= Task objective =
Change "calf hutch entrance" to "stall gate" everywhere in the records below, and write them out again with nothing else altered. Leave the pictures out.

= Available records =
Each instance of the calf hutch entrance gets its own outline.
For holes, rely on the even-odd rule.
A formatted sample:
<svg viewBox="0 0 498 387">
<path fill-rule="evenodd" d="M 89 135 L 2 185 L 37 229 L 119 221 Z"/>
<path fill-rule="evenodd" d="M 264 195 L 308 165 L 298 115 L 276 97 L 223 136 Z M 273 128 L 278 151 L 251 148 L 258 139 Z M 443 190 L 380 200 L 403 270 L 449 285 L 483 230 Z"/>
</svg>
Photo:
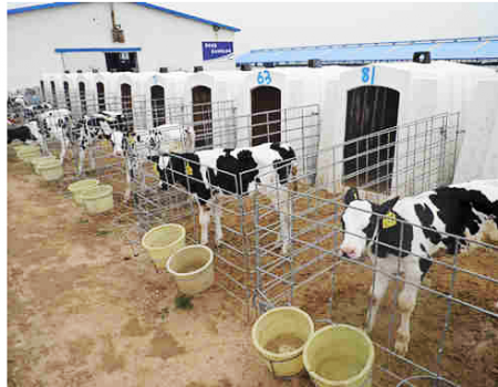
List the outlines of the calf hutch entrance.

= Result for this exercise =
Each instance of the stall gate gets its own outline.
For holes, rely on the even-odd rule.
A formatted sample:
<svg viewBox="0 0 498 387">
<path fill-rule="evenodd" d="M 89 135 L 2 185 L 37 229 L 119 221 Z"/>
<path fill-rule="evenodd" d="M 264 195 L 308 165 L 298 115 L 276 97 L 223 136 Z M 273 128 L 278 151 L 251 148 L 258 139 Z M 443 190 L 380 200 L 403 270 L 449 285 L 483 230 Z"/>
</svg>
Photo:
List the outlines of the stall gate.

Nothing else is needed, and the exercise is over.